* **Supplied text**

-------------------------

The three tourists – two French and a Belgian and three locals who tried to rescue them – died in the incident. Five other French and three Korean nationals survived.

The tourists were all registered and given clearance to climb the volcano by the Pull Development Travel Corp., also known as Pinatubo Development Corp. (PDC), a Korean firm granted permit by the Capas local government to operate a spa and facilitate tourism activities in Barangay Sta. Juliana, the usual starting point for the Pinatubo trek.

Sangalang said his report was “to determine the real circumstances surrounding the alleged drowning and death of three foreign nationals and three Filipinos in the Pinatubo area,” focusing on “how to improve safety procedures and additional training for tourist guides and 4x4 off-road drivers to avoid similar incidents in the future.”

Apart from a rescue team headed by Capas Mayor Reynaldo Catacutan, Sangalang said 54 other residents joined the Army, Air Force and police in the two-day search and rescue operations.
Sangalang cited several testimonies, including those of the surviving foreign tourists, that the weather was indeed fine when they registered with the PDC up to the time they reached the summit of Mt. Pinatubo at around 11 a.m.

No Pagasa warning

He said the Philippine Atmospheric, Geophysical and Astronomical Services Administration did not issue any warning of a weather disturbance in the Mt. Pinatubo area on the day of the tourists’ trek.

“It is concluded that the incident was due to unpredictable/unexpected sudden change of weather condition that resulted in the disaster. However, although nature flows on its own course, disaster/tragedy preparedness and mitigation is always necessary at all times,” Sangalang said in his memorandum.

Meanwhile, Catacutan wrote Philippine Air Force (PAF) chief Lt. Gen. Oscar Rabena to say that he was not blaming the 600th Air Base Wing, which maintained a checkpoint at Crow Valley on the slopes of Mt. Pinatubo in Capas town, for the accident.

“No one is to be blamed since no one would like (that) to happen,” he said.

He said he has even endorsed to the municipal council a resolution commending the PAF rescuers, particularly 1Lt. Eddiemili Layan who was injured during the rescue operations.

Catacutan said he was “probably misquoted” on this. Earlier, he told The STAR that the PAF checkpoint at Crow Valley was the last point to clear tourists going up to Mt. Pinatubo and that PAF personnel there could have prevented the tourists in their trek last Aug. 6.

-------------------------

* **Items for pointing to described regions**
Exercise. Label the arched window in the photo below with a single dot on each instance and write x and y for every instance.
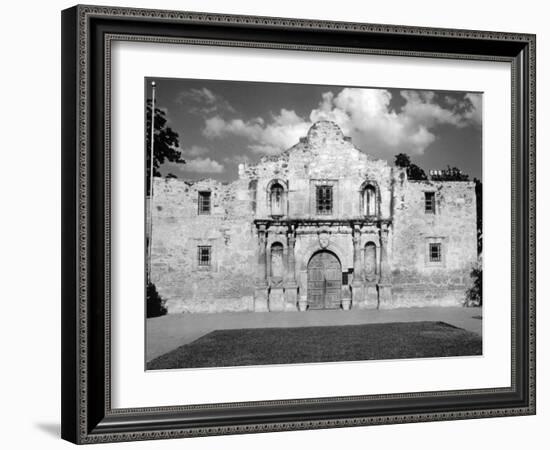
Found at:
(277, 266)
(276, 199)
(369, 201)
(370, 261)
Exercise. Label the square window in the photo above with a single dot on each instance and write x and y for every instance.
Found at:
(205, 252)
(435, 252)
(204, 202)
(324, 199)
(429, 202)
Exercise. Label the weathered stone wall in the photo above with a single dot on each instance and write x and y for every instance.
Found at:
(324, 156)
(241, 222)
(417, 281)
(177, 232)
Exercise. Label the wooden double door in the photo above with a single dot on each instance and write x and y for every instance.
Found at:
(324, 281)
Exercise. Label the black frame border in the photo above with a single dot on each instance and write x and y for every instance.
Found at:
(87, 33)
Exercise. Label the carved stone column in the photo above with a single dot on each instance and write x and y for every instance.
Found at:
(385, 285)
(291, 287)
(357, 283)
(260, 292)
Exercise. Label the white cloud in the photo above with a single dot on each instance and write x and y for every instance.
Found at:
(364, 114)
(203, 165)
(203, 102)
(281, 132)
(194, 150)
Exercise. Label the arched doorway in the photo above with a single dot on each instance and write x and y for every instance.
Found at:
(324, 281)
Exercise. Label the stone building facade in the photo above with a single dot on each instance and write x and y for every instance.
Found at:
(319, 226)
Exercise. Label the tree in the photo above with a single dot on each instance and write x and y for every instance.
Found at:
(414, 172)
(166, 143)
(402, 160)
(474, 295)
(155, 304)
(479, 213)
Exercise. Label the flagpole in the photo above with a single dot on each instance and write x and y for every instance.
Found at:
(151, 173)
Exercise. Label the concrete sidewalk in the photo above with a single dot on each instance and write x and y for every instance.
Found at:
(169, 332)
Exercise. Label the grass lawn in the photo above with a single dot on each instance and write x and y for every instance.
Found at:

-------------------------

* **Work instructions**
1. In the Mt. Pinatubo article, who headed the rescue team that worked alongside the 54 other residents?
2. Quote the Mt. Pinatubo article from "Meanwhile, Catacutan wrote" up to and including "last Aug. 6.".

* **Results for the exercise**
1. Capas Mayor Reynaldo Catacutan

2.
Meanwhile, Catacutan wrote Philippine Air Force (PAF) chief Lt. Gen. Oscar Rabena to say that he was not blaming the 600th Air Base Wing, which maintained a checkpoint at Crow Valley on the slopes of Mt. Pinatubo in Capas town, for the accident.

“No one is to be blamed since no one would like (that) to happen,” he said.

He said he has even endorsed to the municipal council a resolution commending the PAF rescuers, particularly 1Lt. Eddiemili Layan who was injured during the rescue operations.

Catacutan said he was “probably misquoted” on this. Earlier, he told The STAR that the PAF checkpoint at Crow Valley was the last point to clear tourists going up to Mt. Pinatubo and that PAF personnel there could have prevented the tourists in their trek last Aug. 6.